- ARTIGO
Planeta Arroz – E quais são as tendências em tecnologia voltadas para esse fim?
Ya-Jane Wang – “O Irri (International Rice Research Institute) tem trabalhado em pesquisas avaliando a natureza interativa da produção de arroz e mudanças climáticas desde o início dos anos 1990, incluindo adaptação e mitigação em sistemas arrozeiros. A pesquisa de adaptação visa desenvolver plantas e sistemas de manejo de culturas que possam lidar melhor com temperaturas mais altas e extremos climáticos agravantes. Os estudos de mitigação se concentram na redução da pegada de carbono do arroz irrigado, como gerenciamento de palha e tecnologias de economia de água. Recentemente, o Departamento de Agricultura dos EUA (Usda) concedeu um projeto de cinco anos e US$ 80 milhões da Iniciativa de Agricultura Inteligente para o Clima, destinado a reduzir as emissões de gases de efeito estufa associadas ao arroz. Os seis estados produtores colaborarão na coleta de dados que ajudem a entender como fazer mudanças efetivas nos sistemas sob diferentes condições de manejo, solo e clima”.
Planeta Arroz – Mercados das Américas, África e do Oriente Médio destacam o arroz brasileiro como um dos melhores do mundo. A senhora concorda?
Ya-Jane Wang – “Combinados, os países da América Latina são o segundo maior mercado de exportação de arroz para os EUA. Mudanças na preferência do consumidor e na qualidade das variedades dos EUA fizeram o seu grão perder espaço. O arroz brasileiro não só possui propriedades físicas elevadas, como aparência, cor e dimensão, mas também possui características de cozimento superiores devido às propriedades químicas de alta amilose e baixa temperatura de gelatinização. O grão longo dos Estados Unidos cozinha com textura mais pegajosa do que os consumidores latino-americanos preferem”.
Planeta Arroz – O que a senhora destaca na qualidade do arroz gaúcho?
Ya-Jane Wang – “As qualidades do arroz incluem aspectos de beneficiamento, aparência, cozimento, alimentação e nutrição. O arroz produzido no Rio Grande do Sul possui alta qualidade industrial, boa aparência translúcida, com pouco grãos calcários, fácil cozimento, não pegajoso, boa textura e sabor”.
Planeta Arroz – O que a senhora destacaria sobre o nível de conhecimento, processos e tecnologias das indústrias brasileiras?
Ya-Jane Wang – “Estou muito impressionada com o nível das instalações que visitei, que validam a qualidade superior do arroz brasileiro e o sucesso no mercado de exportação”.

- REQUISITO A
Reúna todas as linhas das entradas que contêm a palavra "fence", diferenciando maiúsculas de minúsculas.

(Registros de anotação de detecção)
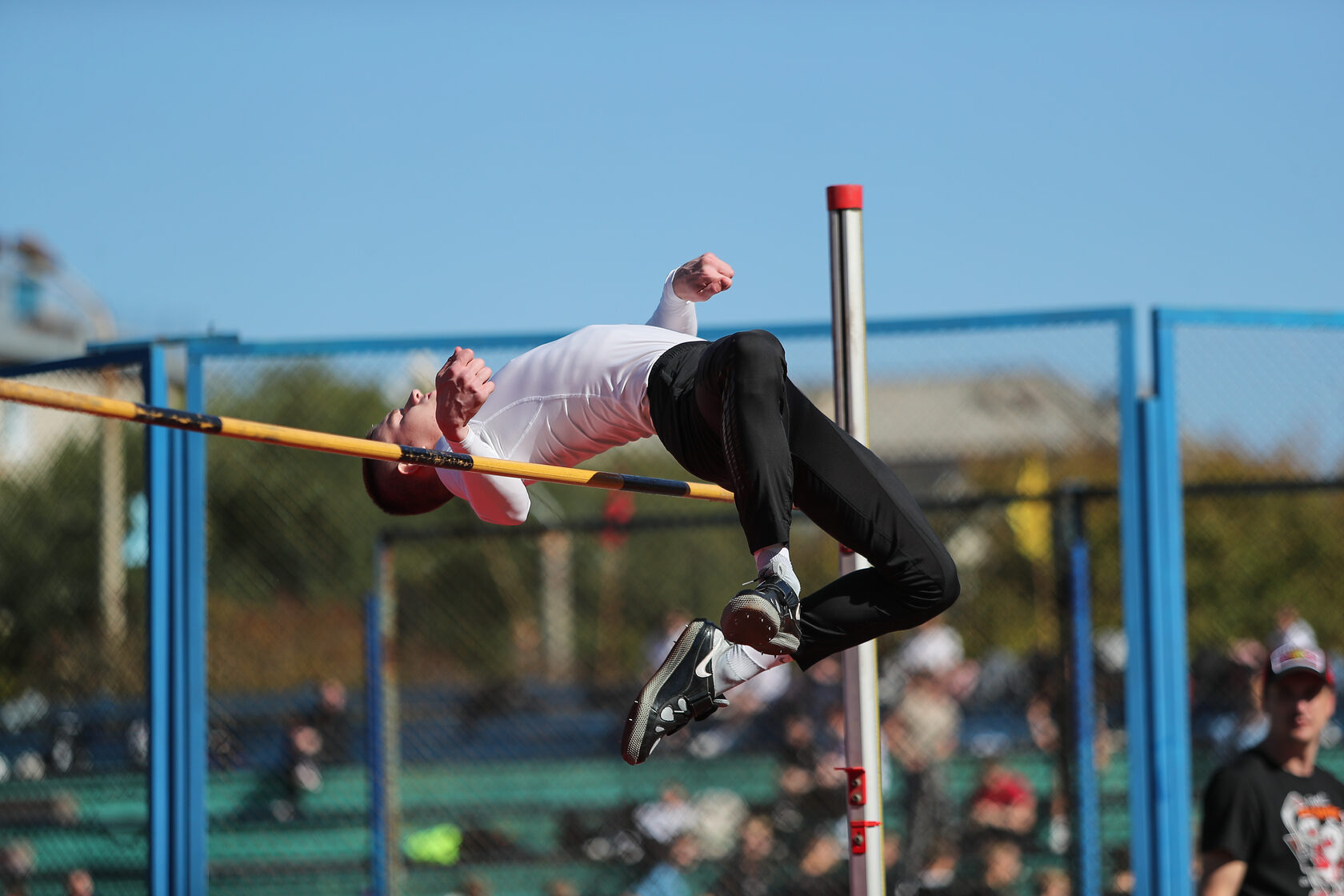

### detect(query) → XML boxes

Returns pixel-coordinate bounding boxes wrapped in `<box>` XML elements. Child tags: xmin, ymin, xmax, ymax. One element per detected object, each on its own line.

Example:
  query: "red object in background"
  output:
<box><xmin>598</xmin><ymin>492</ymin><xmax>634</xmax><ymax>550</ymax></box>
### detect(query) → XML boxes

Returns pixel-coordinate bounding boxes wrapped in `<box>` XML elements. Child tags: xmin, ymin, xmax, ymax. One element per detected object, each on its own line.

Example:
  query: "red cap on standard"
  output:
<box><xmin>826</xmin><ymin>184</ymin><xmax>863</xmax><ymax>211</ymax></box>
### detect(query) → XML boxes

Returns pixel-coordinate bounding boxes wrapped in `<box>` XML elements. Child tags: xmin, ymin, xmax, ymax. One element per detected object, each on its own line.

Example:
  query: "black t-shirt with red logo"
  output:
<box><xmin>1200</xmin><ymin>748</ymin><xmax>1344</xmax><ymax>896</ymax></box>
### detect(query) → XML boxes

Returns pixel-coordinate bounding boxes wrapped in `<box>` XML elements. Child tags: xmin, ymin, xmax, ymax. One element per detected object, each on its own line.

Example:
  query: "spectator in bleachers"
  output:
<box><xmin>966</xmin><ymin>759</ymin><xmax>1036</xmax><ymax>844</ymax></box>
<box><xmin>708</xmin><ymin>815</ymin><xmax>786</xmax><ymax>896</ymax></box>
<box><xmin>879</xmin><ymin>617</ymin><xmax>980</xmax><ymax>702</ymax></box>
<box><xmin>966</xmin><ymin>839</ymin><xmax>1022</xmax><ymax>896</ymax></box>
<box><xmin>308</xmin><ymin>678</ymin><xmax>352</xmax><ymax>764</ymax></box>
<box><xmin>891</xmin><ymin>837</ymin><xmax>961</xmax><ymax>896</ymax></box>
<box><xmin>66</xmin><ymin>868</ymin><xmax>94</xmax><ymax>896</ymax></box>
<box><xmin>778</xmin><ymin>830</ymin><xmax>850</xmax><ymax>896</ymax></box>
<box><xmin>1265</xmin><ymin>605</ymin><xmax>1317</xmax><ymax>650</ymax></box>
<box><xmin>1208</xmin><ymin>638</ymin><xmax>1269</xmax><ymax>762</ymax></box>
<box><xmin>632</xmin><ymin>781</ymin><xmax>696</xmax><ymax>849</ymax></box>
<box><xmin>0</xmin><ymin>839</ymin><xmax>38</xmax><ymax>894</ymax></box>
<box><xmin>1031</xmin><ymin>868</ymin><xmax>1073</xmax><ymax>896</ymax></box>
<box><xmin>626</xmin><ymin>834</ymin><xmax>700</xmax><ymax>896</ymax></box>
<box><xmin>1199</xmin><ymin>643</ymin><xmax>1344</xmax><ymax>896</ymax></box>
<box><xmin>882</xmin><ymin>672</ymin><xmax>961</xmax><ymax>868</ymax></box>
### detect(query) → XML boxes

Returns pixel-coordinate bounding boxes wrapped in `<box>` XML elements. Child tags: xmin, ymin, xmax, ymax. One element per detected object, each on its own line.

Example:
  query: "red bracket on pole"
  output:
<box><xmin>836</xmin><ymin>766</ymin><xmax>868</xmax><ymax>806</ymax></box>
<box><xmin>850</xmin><ymin>821</ymin><xmax>882</xmax><ymax>856</ymax></box>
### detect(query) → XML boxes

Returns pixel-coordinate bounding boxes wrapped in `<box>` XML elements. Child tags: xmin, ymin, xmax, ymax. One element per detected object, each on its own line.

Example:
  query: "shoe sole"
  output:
<box><xmin>621</xmin><ymin>621</ymin><xmax>706</xmax><ymax>766</ymax></box>
<box><xmin>719</xmin><ymin>594</ymin><xmax>801</xmax><ymax>657</ymax></box>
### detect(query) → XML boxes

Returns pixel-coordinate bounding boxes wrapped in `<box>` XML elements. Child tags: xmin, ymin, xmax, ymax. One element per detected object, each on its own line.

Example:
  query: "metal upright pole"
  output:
<box><xmin>826</xmin><ymin>184</ymin><xmax>886</xmax><ymax>896</ymax></box>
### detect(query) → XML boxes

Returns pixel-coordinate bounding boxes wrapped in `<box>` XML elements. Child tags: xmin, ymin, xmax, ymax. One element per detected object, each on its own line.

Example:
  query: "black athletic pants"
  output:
<box><xmin>649</xmin><ymin>330</ymin><xmax>960</xmax><ymax>669</ymax></box>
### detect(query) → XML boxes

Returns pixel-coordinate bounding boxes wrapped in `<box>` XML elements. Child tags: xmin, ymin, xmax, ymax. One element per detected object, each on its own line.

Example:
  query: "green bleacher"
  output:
<box><xmin>0</xmin><ymin>752</ymin><xmax>1155</xmax><ymax>896</ymax></box>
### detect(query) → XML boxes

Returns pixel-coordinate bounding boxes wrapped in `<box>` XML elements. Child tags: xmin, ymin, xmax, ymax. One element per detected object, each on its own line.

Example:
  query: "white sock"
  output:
<box><xmin>714</xmin><ymin>638</ymin><xmax>793</xmax><ymax>693</ymax></box>
<box><xmin>751</xmin><ymin>544</ymin><xmax>802</xmax><ymax>598</ymax></box>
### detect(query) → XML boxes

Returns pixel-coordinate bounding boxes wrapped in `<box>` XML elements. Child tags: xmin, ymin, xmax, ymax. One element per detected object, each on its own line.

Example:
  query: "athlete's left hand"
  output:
<box><xmin>672</xmin><ymin>253</ymin><xmax>733</xmax><ymax>302</ymax></box>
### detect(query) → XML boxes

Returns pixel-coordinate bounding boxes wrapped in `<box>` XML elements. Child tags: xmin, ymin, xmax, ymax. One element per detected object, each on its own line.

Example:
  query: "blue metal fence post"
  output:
<box><xmin>142</xmin><ymin>346</ymin><xmax>174</xmax><ymax>896</ymax></box>
<box><xmin>1118</xmin><ymin>317</ymin><xmax>1153</xmax><ymax>892</ymax></box>
<box><xmin>364</xmin><ymin>594</ymin><xmax>389</xmax><ymax>896</ymax></box>
<box><xmin>1056</xmin><ymin>490</ymin><xmax>1101</xmax><ymax>896</ymax></box>
<box><xmin>182</xmin><ymin>342</ymin><xmax>208</xmax><ymax>894</ymax></box>
<box><xmin>1144</xmin><ymin>310</ymin><xmax>1194</xmax><ymax>896</ymax></box>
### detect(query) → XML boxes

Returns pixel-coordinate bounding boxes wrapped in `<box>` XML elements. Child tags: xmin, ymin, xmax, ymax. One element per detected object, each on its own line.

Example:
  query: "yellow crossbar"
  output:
<box><xmin>0</xmin><ymin>379</ymin><xmax>733</xmax><ymax>502</ymax></box>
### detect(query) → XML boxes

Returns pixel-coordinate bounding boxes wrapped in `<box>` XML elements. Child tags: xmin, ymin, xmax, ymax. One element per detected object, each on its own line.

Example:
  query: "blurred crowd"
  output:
<box><xmin>0</xmin><ymin>607</ymin><xmax>1340</xmax><ymax>896</ymax></box>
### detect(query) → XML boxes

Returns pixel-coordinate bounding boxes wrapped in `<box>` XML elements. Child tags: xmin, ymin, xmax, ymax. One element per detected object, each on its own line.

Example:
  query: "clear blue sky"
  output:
<box><xmin>0</xmin><ymin>0</ymin><xmax>1344</xmax><ymax>338</ymax></box>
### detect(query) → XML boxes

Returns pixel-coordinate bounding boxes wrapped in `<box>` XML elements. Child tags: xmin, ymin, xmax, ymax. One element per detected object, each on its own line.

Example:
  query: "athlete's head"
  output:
<box><xmin>364</xmin><ymin>390</ymin><xmax>453</xmax><ymax>516</ymax></box>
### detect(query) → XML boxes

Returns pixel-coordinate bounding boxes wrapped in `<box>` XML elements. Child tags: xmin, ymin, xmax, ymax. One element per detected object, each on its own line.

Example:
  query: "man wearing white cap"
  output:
<box><xmin>1199</xmin><ymin>643</ymin><xmax>1344</xmax><ymax>896</ymax></box>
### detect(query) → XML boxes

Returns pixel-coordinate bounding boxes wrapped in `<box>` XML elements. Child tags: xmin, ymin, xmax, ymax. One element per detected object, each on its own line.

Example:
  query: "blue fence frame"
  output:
<box><xmin>0</xmin><ymin>308</ymin><xmax>1155</xmax><ymax>896</ymax></box>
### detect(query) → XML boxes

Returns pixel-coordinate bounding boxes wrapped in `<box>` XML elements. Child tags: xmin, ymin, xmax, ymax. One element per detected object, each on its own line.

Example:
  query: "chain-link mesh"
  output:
<box><xmin>0</xmin><ymin>366</ymin><xmax>148</xmax><ymax>896</ymax></box>
<box><xmin>1176</xmin><ymin>324</ymin><xmax>1344</xmax><ymax>827</ymax></box>
<box><xmin>189</xmin><ymin>317</ymin><xmax>1128</xmax><ymax>896</ymax></box>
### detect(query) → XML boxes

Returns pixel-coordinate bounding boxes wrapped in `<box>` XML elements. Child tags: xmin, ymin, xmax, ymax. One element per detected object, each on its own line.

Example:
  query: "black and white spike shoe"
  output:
<box><xmin>621</xmin><ymin>619</ymin><xmax>729</xmax><ymax>766</ymax></box>
<box><xmin>719</xmin><ymin>572</ymin><xmax>802</xmax><ymax>655</ymax></box>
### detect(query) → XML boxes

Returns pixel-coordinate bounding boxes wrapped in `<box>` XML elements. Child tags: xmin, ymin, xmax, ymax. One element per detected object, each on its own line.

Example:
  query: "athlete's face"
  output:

- REQUISITO B
De acordo com o artigo, desde quando o Irri pesquisa a natureza interativa da produção de arroz e das mudanças climáticas?

- RESULTADO DA TAREFA A
  query: "blue metal fence post"
  query: "blue fence frame"

- RESULTADO DA TAREFA B
Desde o início dos anos 1990.